### Reading passage
Content starts
NEGradient_GenePriority

The repository NEGradient_GenePriority (short for "Non-Euclidean Gradient Methods for Matrix Completion in Gene Prioritization") provides the code and data to reproduce the results presented in the paper "Gene prioritization using Bayesian matrix factorization with genomic and phenotypic side information." This study introduces a novel method for gene prioritization by combining Bayesian matrix factorization (BMF) with genomic and phenotypic side information, enabling robust predictions and improved identification of disease-associated genes.

Overview

Problem Formulation:
- Input: Matrix $O$ of gene-disease associations ($O_{ij} = 1$ for known associations, $O_{ij} = 0$ for unknown or missing associations).
- Objective: Predict potential associations $\hat{O}$, where $\hat{O}_{ij}$ are floating-point scores indicating the likelihood of gene-disease associations.
Data Preparation:
- Positive Class: Known gene-disease associations ($O_{ij} = 1$).
- Negative Class: Randomly sampled negatives ($O_{ij} = 0$), ensuring no overlap with positives.
- Unknown Class: Represented as missing values in the sparse encoding.
- Procedure:
  - Generate Negative Samples: Randomly sample negatives and merge with the positive class to form $O_1$.
  - Create Train-Test Splits: Split $O_1$ into train and test sets across six random iterations for cross-validation.
Incorporating Side Information:
- Load side information (e.g., gene or disease features) and normalize using the Frobenius norm.
- Integrate side information into the training process to enhance predictions.
Model Training:
- Train matrix completion models on the train split of $O_1$, using side information.
- Compute the Root Mean Squared Error (RMSE) during training as a measure of model performance.
- Repeat training across six random splits to yield six independent models, $M_i \quad \forall i \in \set{1,2,3,4,5,6}$.
Matrix Completion:
- Use the trained models to generate the completed matrix, generating six predicted matrices ($\hat{O_i} \quad \forall i \in \set{1,2,3,4,5,6}$) with floating-point scores.
- Aggregate the six matrices using a mean operation to produce $\bar{O}$ (averaged matrix).
Model Testing and Ranking:
- Rank genes for each disease (columns of $\bar{O}$) based on the predicted scores.
- Assume missing values are zeros for ranking purposes.
- Use only positive associations from the test set for evaluation. For each disease, highly ranked genes in $\bar{O}$ should correspond to true positive associations.
Evaluation and Metrics:
- Compute ranking metrics to assess the quality of predictions, focusing on the ability of the model to rank true positive associations higher.
- Metrics are aggregated across the six splits to ensure robustness.
Content ends
### Exercise requirements
(a) List the seven headings of the stages that appear under "Overview" in the NEGradient_GenePriority repository description.
(b) Write the next part of the NEGradient_GenePriority repository description, picking up after its last line.

### Given entries
Content starts
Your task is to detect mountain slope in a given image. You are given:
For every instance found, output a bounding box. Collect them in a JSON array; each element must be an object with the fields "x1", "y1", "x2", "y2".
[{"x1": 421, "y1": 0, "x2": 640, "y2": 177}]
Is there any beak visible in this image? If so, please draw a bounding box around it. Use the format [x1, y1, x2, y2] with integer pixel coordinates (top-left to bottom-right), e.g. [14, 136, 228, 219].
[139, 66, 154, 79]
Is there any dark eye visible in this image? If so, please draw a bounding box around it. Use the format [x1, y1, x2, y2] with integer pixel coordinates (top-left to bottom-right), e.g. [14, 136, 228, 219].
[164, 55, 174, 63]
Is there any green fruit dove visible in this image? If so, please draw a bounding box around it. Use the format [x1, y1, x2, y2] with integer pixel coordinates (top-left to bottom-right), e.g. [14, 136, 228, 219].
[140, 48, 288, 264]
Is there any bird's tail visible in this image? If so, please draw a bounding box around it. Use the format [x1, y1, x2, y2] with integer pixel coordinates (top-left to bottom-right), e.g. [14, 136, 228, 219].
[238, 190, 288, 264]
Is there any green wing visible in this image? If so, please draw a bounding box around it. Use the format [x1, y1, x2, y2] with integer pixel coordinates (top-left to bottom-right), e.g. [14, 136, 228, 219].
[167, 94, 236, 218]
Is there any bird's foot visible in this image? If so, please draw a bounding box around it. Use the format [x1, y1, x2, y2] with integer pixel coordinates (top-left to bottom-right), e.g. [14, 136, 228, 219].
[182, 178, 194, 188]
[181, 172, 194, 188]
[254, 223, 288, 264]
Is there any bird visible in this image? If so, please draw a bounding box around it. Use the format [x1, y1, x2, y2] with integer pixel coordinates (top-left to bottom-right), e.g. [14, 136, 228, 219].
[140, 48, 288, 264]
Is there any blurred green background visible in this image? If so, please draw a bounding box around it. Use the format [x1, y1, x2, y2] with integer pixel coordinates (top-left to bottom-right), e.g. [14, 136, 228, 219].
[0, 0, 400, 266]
Content ends
### Answers provided
(a)
Problem Formulation
Data Preparation
Incorporating Side Information
Model Training
Matrix Completion
Model Testing and Ranking
Evaluation and Metrics

(b)
Dataset Generation

The above procedure describes the general approach. However, the reference paper uses two datasets, OMIM1 and OMIM2, respectively named $O_1$ and $O_2$. The procedure for $O_2$ differs in the following way:

Subset Relationship: $O_2$ is a subset of $O_1$.
Model Generation: For $O_2$, models are generated using an N-Fold cross-validation approach, rather than the N random splits used for $O_1$.

OMIM1 Dataset Construction

Input:

Gene-disease DataFrame: $d$
Number of splits: $N$
Sparsity factor $\alpha$, the ratio of 0s to 1s.

Output:

Unified sparse matrices: $O_{1_{i}} \quad \forall i \in {1, N}$
Combined splits: $S_{1_{i}} \quad \forall i \in {1, N}$

Procedure:

Convert $d$ into a sparse matrix $O_{1_{1s}}$.
Sample $N$ zero matrices $O_{1_{0s, i}}$ from $O_{1_{1s}}$ using $\alpha \quad \forall i \in {1, N}$.
Combine $O_{1_{1s}}$ and $O_{1_{0s, i}}$ into unified matrices $O_{1_{i}} \quad \forall i \in {1, N}$.
Split $O_{1_{1s}}$ indices randomly into subsets $S_{1_{1s}}$.
Split $O_{1_{0s, i}}$ indices randomly into subsets $S_{1_{0s, i}} \quad \forall i \in {1, N}$.
Merge splits from positive ($S_{1_{1s}}$) and zero ($S_{1_{0s, i}}$) samples into $S_{1_{i}} \quad \forall i \in {1, N}$.

OMIM2 Dataset Construction

Input:

Gene-disease DataFrame: $d$
Number of folds: $N$
Association threshold: $T$
Sparsity factor $\alpha$, the ratio of 0s to 1s.

Output:

Unified sparse matrix: $O_2$
Combined folds: $S_2$

Procedure:

Filter diseases with fewer than $T$ associations.
Convert $d$ into a sparse matrix $O_{2_{1s}}$.
Sample zeros from $O_{2_{1s}}$ using $\alpha$.
Combine $O_{2_{1s}}$ and $O_{2_{0s}}$ into a unified matrix $O_2$.
Split $O_{2_{1s}}$ indices randomly into subsets $S_{2_{1s}}$.
Split $O_{2_{0s}}$ indices randomly into subsets $S_{2_{0s}}$.
Merge splits from positive ($S_{2_{1s}}$) and zero ($S_{2_{0s}}$) samples into $S_2$.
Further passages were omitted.